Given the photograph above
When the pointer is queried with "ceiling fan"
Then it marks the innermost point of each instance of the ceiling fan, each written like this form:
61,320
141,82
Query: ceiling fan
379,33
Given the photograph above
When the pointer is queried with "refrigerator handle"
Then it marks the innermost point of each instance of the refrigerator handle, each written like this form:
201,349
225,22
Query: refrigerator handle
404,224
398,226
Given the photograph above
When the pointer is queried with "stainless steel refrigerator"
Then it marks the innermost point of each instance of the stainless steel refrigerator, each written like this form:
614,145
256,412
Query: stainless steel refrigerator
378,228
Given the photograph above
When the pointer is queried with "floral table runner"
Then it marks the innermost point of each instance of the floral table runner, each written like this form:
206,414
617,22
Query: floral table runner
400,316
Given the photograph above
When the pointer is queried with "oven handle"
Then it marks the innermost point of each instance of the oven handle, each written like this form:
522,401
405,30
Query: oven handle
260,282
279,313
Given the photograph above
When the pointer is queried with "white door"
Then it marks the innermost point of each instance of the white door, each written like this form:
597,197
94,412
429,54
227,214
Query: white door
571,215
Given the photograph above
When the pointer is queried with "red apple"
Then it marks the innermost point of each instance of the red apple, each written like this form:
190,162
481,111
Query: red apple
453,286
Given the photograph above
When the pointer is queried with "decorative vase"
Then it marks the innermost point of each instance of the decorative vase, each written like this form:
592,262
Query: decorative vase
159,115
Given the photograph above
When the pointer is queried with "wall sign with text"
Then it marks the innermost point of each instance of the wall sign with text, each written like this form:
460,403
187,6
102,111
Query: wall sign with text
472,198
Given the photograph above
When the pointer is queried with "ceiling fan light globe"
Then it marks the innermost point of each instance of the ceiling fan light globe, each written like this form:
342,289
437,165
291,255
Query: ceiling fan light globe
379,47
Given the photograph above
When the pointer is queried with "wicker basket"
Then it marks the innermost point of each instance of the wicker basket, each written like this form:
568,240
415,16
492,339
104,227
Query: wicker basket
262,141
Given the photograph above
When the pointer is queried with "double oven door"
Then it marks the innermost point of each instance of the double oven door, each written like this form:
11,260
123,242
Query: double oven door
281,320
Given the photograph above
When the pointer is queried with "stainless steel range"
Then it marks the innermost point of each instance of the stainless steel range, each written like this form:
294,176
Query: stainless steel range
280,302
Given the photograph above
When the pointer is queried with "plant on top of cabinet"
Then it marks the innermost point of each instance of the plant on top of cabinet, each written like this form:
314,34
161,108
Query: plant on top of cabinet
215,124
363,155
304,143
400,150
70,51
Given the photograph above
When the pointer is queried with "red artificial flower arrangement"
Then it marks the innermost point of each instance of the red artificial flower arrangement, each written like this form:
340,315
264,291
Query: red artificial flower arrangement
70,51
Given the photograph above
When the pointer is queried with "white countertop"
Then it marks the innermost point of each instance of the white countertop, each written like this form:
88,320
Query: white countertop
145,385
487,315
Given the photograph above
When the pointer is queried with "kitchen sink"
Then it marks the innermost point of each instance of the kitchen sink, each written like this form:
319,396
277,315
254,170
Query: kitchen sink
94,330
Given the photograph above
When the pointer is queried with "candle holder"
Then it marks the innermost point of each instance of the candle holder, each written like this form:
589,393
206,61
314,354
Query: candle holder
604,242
□ □ □ □
From the first line to the last, copy the data exactly.

Given the photograph above
When the pointer is queried with "ceiling fan"
Then it marks the innermost point of each instance of the ceiling fan, each written like this form:
61,320
141,82
Query: ceiling fan
379,33
Given the photograph above
When the pointer is queried with "refrigerator handle"
Then it marks the innermost point of each instance of the refrigerator handle, each written like this form:
201,349
225,22
Query: refrigerator handle
404,224
398,226
Given the photograph above
When the pointer is queried with "stainless steel refrigerator"
Then it marks the innermost point of each instance of the stainless steel refrigerator, each written like this form:
614,145
256,412
Query: stainless steel refrigerator
378,228
Given the photograph above
When the pointer is queried with "floral table runner"
Then it marks the innermost point of each instance of the floral table runner, each written like this form:
206,414
617,22
Query: floral table runner
400,316
Given the photograph above
When the pointer is queried with "oven handle"
Then it marks the innermost point of each instance of the oven handle, each written like this form:
522,401
405,30
Query: oven handle
260,282
279,313
Given the photograph above
When the pointer is queried with "white door"
Then it marks the innermost point of each instance of the white door, each written like this form:
597,197
94,412
429,54
227,214
Query: white door
571,215
Given the photograph above
When the pointer is queried with "red apple"
Then it marks the innermost point of each instance of the red apple, each written like this form:
190,162
481,111
Query: red apple
453,286
Given the photograph above
When the pointer is queried with "decorative vase"
Then it marks the innermost point of each instance of the decorative vase, each written like this form:
592,262
Query: decorative vase
159,115
Given the photograph above
When the pointer is queried with "wall sign with text"
Then it marks the innermost point of each instance of the wall sign with text, each written like this form:
460,403
187,6
102,111
Query: wall sign with text
472,198
Given the photograph above
When the pointer is queried with "ceiling fan light globe"
Then it marks the innermost point of each instance of the ceiling fan light globe, each written like this form:
342,289
437,165
291,255
Query: ceiling fan light globe
379,47
Given the photograph above
When the pointer is queried with "wicker basket"
Then it marks the innermost point of each instance of the wicker basket, each written like this form:
568,240
415,16
492,339
104,227
Query: wicker basket
262,141
Given the photograph above
When the pointer is queried with "double oven door"
Then it marks the innermost point of each instance of the double oven door, each written like this form:
11,260
123,242
Query: double oven door
281,320
Given the photograph above
When the pointer is queried with "stainless steel range"
Then it marks the innermost point of each instance of the stainless steel range, each written like this form:
294,176
Query: stainless steel range
280,302
Given the photograph above
When the pointer is queried with "plant on top of cabinet"
Then it marks the innermost point of each instance of the plant on top of cabinet, each written like this form:
314,34
161,108
Query: plant on top of cabinet
215,124
363,155
304,143
400,150
70,51
Given the photograph above
When the pointer is queried with "red artificial flower arrangement"
Then it marks the innermost point of each instance of the red artificial flower arrangement, each written like this form:
340,315
264,291
Query: red artificial flower arrangement
70,51
Given the photograph above
When the pointer is queried with "white countertop"
Then it marks the innermost point of each instance of the white countertop, each written like this form:
88,320
Query: white countertop
145,385
487,315
Given the photograph above
When the pointer is queried with "kitchen sink"
Then it marks the innermost point of each instance of the kitchen sink, each written like this form:
319,396
277,315
254,170
Query: kitchen sink
94,330
Given the photograph above
When the pointer is queried with "candle holder"
Then it marks the innermost point of each instance of the candle holder, each written like this form:
589,393
206,61
314,354
Query: candle holder
604,242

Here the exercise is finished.